GIVEN EXERCISE 1
According to the pandas page, what is the default delimiter setting for read_clipboard?
GIVEN EXERCISE 2
Translate this sentence from the pandas page into Spanish: "We can use read_clipboard of pandas to read content from clipboard."
GIVEN EXERCISE 3
Reproduce the part of the pandas page starting at "How to read pickle" and ending at "content from clipboard.".

SELECTED TEXT
━━━━━━━━━━━━━━━━

Pandas >> How to Read various data in Pandas
Table of Contents
In this article, we will discuss how to read various type of data in Pandas
including pickle, clipboard, excel, json, HTML, XML, parquet files.
How to read pickle file
We can use read_pickle
method of pandas
and specify the path of pickle file to read pickle file.
# import pandas module
import pandas as pd
# use read_pickle method, and return pandas DataFrame object
df = pd.read_pickle("path/to/sample.pkl")
How to read content from clipboard
We can use read_clipboard
of pandas
to read content from clipboard.
We can use sep
option to specify delimiter and the default setting is one or more whitespace characters.
# import pandas module
import pandas as pd
# use sep option to specifying delimiter
df = pd.read_clipboard(sep=';')
How to read excel file
We can use read_excel
of pandas
to read content from Excel.
# import pandas module
import pandas as pd
# We can specify sheet name by specifying `sheet_name` option.
# If we don't want to have the index, we can specify `index_col=None`.

━━━━━━━━━━━━━━━━

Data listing

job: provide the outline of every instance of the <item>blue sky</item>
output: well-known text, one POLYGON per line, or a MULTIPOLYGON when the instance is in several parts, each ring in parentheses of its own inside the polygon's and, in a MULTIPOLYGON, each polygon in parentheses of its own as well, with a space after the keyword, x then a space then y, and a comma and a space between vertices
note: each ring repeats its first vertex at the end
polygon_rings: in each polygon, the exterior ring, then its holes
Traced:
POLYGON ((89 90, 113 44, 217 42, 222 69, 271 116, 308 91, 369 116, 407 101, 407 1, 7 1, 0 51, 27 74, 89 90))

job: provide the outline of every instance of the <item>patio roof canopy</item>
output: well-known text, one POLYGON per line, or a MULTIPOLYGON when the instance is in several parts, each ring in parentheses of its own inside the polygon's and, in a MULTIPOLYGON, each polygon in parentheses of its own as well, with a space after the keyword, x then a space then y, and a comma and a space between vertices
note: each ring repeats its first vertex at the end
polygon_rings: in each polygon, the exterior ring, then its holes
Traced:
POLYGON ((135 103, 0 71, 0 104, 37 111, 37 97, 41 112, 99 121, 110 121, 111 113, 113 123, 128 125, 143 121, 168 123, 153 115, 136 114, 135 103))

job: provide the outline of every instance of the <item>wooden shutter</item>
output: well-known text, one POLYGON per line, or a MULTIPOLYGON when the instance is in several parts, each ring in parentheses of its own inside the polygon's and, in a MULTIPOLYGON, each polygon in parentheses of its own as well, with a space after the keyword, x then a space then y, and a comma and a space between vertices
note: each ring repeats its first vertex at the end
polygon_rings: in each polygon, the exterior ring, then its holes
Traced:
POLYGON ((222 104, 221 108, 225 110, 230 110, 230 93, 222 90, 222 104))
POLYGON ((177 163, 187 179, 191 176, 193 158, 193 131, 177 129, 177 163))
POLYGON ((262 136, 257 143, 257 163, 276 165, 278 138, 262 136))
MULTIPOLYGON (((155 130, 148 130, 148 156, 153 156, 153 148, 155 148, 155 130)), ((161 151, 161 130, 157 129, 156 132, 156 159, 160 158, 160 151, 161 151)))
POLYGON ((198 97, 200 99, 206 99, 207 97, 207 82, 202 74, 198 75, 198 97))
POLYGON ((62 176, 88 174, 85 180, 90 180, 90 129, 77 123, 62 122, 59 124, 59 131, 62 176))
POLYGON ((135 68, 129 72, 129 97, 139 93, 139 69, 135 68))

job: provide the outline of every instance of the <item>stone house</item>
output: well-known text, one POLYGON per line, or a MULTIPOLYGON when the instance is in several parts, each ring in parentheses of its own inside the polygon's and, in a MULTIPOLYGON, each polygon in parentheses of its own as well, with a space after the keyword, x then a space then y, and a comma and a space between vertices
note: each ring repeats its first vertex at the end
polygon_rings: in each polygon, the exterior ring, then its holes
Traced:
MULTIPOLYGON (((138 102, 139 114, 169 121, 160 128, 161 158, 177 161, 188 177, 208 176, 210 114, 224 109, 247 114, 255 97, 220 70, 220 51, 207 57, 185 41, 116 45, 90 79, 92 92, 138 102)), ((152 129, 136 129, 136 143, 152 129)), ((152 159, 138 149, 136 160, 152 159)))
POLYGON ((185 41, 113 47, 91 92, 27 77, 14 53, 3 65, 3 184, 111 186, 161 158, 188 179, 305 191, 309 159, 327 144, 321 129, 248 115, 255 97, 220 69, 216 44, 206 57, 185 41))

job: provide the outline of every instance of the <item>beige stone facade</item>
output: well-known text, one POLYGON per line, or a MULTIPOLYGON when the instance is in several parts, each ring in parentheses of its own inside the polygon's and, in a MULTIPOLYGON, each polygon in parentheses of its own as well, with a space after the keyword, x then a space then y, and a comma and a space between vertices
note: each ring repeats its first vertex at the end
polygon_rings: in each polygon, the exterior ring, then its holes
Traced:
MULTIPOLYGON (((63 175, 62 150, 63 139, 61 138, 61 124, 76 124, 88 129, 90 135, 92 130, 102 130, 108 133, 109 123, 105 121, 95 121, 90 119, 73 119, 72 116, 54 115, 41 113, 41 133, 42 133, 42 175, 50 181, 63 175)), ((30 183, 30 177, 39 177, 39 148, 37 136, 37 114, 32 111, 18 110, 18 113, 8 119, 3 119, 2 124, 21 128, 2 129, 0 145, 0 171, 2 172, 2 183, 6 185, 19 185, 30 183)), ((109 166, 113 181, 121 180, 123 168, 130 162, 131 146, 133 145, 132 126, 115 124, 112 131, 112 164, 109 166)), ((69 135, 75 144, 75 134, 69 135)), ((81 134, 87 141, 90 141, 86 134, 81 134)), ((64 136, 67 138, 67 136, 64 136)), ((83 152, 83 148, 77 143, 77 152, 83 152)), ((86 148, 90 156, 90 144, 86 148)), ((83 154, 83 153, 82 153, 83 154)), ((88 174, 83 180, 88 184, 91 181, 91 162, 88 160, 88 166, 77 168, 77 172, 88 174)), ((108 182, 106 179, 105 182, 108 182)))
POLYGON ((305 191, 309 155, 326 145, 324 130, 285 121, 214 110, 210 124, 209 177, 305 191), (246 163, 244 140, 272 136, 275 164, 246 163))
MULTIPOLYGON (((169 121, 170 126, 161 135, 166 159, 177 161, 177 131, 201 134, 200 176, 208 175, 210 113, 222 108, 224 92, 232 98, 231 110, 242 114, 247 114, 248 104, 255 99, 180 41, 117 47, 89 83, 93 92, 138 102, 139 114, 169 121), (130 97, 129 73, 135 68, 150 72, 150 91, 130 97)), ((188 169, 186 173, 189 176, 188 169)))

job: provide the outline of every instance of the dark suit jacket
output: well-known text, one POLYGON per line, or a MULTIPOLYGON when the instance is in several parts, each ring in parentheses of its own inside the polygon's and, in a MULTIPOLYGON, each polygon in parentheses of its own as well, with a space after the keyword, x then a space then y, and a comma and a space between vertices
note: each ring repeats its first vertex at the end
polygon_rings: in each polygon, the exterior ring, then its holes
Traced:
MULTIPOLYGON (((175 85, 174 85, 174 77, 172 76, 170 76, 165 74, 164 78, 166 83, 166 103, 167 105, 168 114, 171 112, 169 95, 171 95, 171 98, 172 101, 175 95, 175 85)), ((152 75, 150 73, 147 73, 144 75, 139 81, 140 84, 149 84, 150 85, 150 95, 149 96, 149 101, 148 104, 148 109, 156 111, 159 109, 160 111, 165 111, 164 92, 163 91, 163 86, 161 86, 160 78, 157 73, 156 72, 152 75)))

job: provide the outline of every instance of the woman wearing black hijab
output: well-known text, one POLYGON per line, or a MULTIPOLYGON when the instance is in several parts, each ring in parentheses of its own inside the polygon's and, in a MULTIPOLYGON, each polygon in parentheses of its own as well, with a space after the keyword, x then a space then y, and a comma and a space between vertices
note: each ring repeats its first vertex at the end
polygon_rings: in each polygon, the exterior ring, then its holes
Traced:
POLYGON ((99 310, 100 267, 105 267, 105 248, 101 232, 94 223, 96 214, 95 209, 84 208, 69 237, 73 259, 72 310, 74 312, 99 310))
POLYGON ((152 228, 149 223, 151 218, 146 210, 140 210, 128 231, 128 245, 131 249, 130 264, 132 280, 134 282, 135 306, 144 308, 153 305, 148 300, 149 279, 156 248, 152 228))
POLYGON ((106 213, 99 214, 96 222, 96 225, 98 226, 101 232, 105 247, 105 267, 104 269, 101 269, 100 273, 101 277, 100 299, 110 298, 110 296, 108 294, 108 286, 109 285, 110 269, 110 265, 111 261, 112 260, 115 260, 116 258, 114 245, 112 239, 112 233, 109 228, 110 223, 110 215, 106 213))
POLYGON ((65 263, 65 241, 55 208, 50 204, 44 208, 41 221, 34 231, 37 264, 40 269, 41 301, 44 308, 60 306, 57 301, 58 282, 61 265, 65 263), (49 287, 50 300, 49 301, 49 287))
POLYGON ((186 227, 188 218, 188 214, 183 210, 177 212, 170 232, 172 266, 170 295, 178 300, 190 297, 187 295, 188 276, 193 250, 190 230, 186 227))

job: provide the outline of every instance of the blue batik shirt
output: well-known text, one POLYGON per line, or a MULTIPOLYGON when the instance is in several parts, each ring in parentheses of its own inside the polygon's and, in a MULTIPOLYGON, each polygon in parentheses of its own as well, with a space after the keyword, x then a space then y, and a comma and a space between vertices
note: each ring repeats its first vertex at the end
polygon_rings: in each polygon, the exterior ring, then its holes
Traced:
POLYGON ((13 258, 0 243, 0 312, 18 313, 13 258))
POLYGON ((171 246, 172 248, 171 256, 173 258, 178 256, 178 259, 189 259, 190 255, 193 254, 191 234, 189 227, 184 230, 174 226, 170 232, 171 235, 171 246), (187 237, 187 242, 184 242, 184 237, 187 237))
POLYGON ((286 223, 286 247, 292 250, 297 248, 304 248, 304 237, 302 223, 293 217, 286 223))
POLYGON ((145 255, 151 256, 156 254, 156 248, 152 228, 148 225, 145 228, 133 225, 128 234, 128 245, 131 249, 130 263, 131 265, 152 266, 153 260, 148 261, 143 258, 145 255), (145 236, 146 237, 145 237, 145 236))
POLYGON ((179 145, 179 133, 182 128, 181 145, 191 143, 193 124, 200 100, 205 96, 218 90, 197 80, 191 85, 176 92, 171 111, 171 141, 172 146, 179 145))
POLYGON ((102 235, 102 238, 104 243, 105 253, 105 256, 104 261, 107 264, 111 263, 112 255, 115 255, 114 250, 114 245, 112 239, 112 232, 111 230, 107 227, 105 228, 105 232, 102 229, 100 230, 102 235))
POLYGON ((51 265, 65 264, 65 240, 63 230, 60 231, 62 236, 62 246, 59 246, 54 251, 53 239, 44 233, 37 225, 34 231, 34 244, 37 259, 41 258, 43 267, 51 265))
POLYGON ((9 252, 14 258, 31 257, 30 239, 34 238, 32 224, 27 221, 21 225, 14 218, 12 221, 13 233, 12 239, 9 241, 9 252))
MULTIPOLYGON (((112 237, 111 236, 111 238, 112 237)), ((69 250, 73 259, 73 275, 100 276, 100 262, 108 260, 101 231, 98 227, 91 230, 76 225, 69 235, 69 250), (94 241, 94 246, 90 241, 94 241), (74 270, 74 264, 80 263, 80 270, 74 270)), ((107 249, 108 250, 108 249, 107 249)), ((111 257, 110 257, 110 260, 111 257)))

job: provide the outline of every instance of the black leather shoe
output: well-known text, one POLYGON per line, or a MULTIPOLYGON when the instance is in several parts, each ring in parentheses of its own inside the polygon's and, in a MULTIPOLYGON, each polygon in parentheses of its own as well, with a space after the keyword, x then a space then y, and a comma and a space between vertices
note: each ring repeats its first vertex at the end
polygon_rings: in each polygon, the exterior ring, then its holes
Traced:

━━━━━━━━━━━━━━━━

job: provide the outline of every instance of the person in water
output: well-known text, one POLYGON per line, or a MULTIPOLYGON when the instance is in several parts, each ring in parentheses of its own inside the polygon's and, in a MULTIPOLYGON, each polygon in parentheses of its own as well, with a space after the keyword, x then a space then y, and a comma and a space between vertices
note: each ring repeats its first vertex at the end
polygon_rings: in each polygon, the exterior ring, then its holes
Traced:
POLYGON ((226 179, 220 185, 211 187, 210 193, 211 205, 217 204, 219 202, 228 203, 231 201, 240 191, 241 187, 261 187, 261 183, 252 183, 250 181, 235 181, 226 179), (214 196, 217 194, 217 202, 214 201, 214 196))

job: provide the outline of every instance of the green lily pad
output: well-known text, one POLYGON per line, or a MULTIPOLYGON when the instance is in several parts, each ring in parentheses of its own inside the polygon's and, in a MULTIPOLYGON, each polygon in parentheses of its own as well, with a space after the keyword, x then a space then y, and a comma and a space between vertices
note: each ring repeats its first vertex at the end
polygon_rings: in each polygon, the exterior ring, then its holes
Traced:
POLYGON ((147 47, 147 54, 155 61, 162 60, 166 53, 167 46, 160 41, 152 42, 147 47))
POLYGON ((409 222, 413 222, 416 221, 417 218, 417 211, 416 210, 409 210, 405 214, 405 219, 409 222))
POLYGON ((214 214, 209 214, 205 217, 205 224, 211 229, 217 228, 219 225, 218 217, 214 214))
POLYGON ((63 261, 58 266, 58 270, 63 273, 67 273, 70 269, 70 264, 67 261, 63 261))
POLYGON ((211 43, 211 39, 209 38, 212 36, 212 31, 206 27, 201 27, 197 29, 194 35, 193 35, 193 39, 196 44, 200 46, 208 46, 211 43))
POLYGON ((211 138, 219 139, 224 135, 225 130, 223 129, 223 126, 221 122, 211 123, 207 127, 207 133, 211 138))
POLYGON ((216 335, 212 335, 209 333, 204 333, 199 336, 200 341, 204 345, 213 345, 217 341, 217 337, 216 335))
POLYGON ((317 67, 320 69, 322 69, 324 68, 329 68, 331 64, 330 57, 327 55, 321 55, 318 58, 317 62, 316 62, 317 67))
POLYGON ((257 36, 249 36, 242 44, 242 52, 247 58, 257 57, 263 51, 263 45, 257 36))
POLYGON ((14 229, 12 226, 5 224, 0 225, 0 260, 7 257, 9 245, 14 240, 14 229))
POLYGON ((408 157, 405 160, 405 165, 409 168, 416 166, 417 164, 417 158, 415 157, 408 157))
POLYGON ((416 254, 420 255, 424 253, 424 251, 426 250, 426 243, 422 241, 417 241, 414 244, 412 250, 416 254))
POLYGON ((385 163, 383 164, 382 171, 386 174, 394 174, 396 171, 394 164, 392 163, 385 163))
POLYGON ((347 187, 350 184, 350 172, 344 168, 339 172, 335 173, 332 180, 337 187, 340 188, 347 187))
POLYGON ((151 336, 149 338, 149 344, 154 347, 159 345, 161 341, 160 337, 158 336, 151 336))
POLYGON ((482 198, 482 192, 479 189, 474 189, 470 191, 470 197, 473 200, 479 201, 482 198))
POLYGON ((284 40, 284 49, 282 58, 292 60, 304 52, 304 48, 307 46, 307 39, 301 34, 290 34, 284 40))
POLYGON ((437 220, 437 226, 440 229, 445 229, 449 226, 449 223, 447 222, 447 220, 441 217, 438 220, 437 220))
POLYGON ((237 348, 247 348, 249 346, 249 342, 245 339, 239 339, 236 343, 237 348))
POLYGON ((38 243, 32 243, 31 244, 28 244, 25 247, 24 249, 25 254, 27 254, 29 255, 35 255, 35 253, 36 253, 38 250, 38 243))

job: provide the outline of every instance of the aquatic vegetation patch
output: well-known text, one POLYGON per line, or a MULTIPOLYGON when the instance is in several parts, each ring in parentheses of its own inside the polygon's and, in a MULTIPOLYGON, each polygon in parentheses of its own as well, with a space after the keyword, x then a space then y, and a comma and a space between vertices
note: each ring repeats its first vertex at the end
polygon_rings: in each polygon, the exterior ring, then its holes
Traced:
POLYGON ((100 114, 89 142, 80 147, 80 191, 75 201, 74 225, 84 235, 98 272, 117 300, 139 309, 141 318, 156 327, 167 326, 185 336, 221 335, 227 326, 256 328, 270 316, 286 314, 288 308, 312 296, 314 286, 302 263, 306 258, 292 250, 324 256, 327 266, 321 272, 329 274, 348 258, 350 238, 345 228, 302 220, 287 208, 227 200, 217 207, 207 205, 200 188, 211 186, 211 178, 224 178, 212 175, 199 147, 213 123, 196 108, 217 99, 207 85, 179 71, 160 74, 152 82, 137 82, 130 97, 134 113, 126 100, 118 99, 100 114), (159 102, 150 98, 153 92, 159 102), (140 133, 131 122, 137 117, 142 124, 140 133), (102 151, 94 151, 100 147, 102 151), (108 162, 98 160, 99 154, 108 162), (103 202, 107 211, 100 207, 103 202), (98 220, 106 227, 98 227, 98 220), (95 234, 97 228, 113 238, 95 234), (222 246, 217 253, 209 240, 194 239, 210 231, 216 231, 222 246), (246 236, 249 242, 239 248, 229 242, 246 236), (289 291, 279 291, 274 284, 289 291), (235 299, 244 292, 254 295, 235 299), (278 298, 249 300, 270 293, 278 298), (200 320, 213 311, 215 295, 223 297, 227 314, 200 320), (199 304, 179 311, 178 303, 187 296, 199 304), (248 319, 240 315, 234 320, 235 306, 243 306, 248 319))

━━━━━━━━━━━━━━━━

EXERCISE OUTPUT 1
One or more whitespace characters.

EXERCISE OUTPUT 2
Podemos usar read_clipboard de pandas para leer contenido del portapapeles.

EXERCISE OUTPUT 3
How to read pickle file
We can use read_pickle
method of pandas
and specify the path of pickle file to read pickle file.
# import pandas module
import pandas as pd
# use read_pickle method, and return pandas DataFrame object
df = pd.read_pickle("path/to/sample.pkl")
How to read content from clipboard
We can use read_clipboard
of pandas
to read content from clipboard.